:: What the exercise asks ::
Copy the records below, replacing every "Pins" with "Points" and changing nothing else.

:: Records provided ::
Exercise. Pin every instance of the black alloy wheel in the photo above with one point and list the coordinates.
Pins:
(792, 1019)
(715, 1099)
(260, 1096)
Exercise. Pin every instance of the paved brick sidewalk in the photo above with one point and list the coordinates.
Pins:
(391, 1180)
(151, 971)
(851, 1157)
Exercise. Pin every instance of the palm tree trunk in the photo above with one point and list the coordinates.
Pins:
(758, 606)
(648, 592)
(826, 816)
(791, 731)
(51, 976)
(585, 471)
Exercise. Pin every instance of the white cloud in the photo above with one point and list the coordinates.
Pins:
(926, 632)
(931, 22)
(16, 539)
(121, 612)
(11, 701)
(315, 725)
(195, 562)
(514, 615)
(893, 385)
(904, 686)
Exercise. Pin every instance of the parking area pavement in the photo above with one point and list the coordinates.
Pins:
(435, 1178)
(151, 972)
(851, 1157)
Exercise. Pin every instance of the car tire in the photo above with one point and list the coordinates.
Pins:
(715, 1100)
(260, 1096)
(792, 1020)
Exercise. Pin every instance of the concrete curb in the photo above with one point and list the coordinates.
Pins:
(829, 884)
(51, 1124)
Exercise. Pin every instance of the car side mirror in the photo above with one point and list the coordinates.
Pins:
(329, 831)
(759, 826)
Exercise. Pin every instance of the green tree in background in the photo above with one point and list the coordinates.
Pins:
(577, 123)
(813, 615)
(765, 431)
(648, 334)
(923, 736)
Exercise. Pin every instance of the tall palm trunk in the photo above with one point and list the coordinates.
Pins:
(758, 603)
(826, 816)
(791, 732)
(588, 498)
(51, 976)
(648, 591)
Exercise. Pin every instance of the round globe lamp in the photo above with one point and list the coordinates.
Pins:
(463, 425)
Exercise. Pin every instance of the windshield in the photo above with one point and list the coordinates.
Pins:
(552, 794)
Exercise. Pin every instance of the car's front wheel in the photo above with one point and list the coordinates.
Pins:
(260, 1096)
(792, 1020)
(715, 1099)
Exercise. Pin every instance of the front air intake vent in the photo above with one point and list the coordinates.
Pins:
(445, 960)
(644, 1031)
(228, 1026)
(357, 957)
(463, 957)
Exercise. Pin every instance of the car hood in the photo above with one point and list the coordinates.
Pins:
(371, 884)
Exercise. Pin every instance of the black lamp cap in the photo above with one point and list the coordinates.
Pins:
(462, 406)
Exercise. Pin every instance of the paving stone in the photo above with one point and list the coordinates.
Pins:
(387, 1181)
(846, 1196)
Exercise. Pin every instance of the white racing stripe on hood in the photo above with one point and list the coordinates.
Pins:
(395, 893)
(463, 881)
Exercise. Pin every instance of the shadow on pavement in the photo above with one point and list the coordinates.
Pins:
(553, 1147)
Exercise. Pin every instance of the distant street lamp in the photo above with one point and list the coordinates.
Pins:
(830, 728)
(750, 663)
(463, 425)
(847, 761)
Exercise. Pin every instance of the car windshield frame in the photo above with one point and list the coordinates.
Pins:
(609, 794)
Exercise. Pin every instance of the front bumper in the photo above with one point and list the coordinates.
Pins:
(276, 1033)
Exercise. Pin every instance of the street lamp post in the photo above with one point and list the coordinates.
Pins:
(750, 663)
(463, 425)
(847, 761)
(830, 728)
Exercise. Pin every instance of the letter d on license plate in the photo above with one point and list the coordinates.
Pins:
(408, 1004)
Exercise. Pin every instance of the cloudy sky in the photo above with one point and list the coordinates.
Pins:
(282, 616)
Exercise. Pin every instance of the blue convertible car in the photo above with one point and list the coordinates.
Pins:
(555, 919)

:: Answer in full ::
Exercise. Pin every instance of the black alloy wheel in the photo above with one point and list the coordinates.
Points:
(792, 1019)
(715, 1099)
(260, 1096)
Exercise. Pin every instance of the paved brick sidewalk in the photo above with one point and list the coordinates.
Points:
(391, 1180)
(151, 971)
(851, 1157)
Exercise. Pin every instance of the palm tree trunk in the photo above with one point and list the coordinates.
Points:
(758, 606)
(648, 592)
(826, 816)
(791, 731)
(51, 976)
(585, 471)
Exercise. Pin every instance of the white cloud in the photo above with one point and list the coordinates.
Points:
(926, 632)
(931, 22)
(16, 539)
(121, 612)
(11, 701)
(315, 725)
(195, 562)
(514, 615)
(893, 385)
(904, 686)
Exercise. Pin every instance of the parking area pavement in the photo above with one point and list the coordinates.
Points:
(435, 1178)
(151, 972)
(851, 1157)
Exercise. Pin every instance of the car tire in the photo above with one point and list the coordinates.
Points:
(715, 1100)
(260, 1096)
(792, 1020)
Exercise. Pin every instance of the concrete curb in the photo above with one point and list the coordinates.
Points:
(829, 884)
(51, 1124)
Exercise. Pin every instance of the car side mirror in the photo above with one point and list the coordinates.
Points:
(329, 831)
(759, 826)
Exercise. Pin every instance of the green tree in background in the photo above with one point and list the coordinates.
Points:
(577, 123)
(813, 615)
(765, 431)
(648, 334)
(923, 736)
Exercise. Pin every instance of the tall palm trunk in the photo above with one point and list the coordinates.
Points:
(758, 603)
(826, 816)
(791, 732)
(588, 498)
(51, 976)
(648, 591)
Exercise. Pin every instance of the round globe lamp in the photo above with one point and list the coordinates.
Points:
(463, 425)
Exercise. Pin every instance of the windshield in the photo above with one point and list the coordinates.
Points:
(552, 794)
Exercise. Pin every instance of the car's front wheel in the photo above with one point and list the coordinates.
Points:
(260, 1096)
(792, 1020)
(715, 1099)
Exercise. Pin every instance of the front air intake vent in the photo above with one point and list the coordinates.
Points:
(445, 960)
(644, 1031)
(228, 1026)
(357, 957)
(463, 957)
Exercise. Pin every instance of the car hood in the photo above with one point and list the coordinates.
Points:
(371, 884)
Exercise. Pin every instance of the black lamp cap in the photo above with one point and list the coordinates.
Points:
(462, 406)
Exercise. Pin every instance of the paving stone in the photo above with one point and list the coordinates.
Points:
(387, 1181)
(846, 1196)
Exercise. Pin every instance of the white racing stripe on hood in the photo above with one point and list the coordinates.
Points:
(395, 893)
(463, 881)
Exercise. Pin every instance of the shadow on pavement in the photo above with one point and list the coordinates.
Points:
(553, 1147)
Exercise. Pin every instance of the distant street lamp in the photo above with one point and list the coordinates.
Points:
(830, 728)
(750, 663)
(463, 425)
(847, 761)
Exercise. Pin every instance of the car windshield frame in the photo above with one point and list the coordinates.
Points:
(609, 794)
Exercise. Pin every instance of the front bumper in the photo above with one point and list the coordinates.
Points:
(276, 1033)
Exercise. Pin every instance of the street lamp post in the photo above with one point and list the coordinates.
Points:
(750, 663)
(463, 425)
(847, 761)
(830, 728)
Exercise. Pin every instance of the letter d on license plate in the photo above with one point and list the coordinates.
Points:
(408, 1004)
Exercise. Pin every instance of the cloudy sky in the photo above with one point and list the coordinates.
Points:
(282, 616)
Exercise. Pin every instance of the blue convertible car in the photo above with one point and list the coordinates.
Points:
(555, 919)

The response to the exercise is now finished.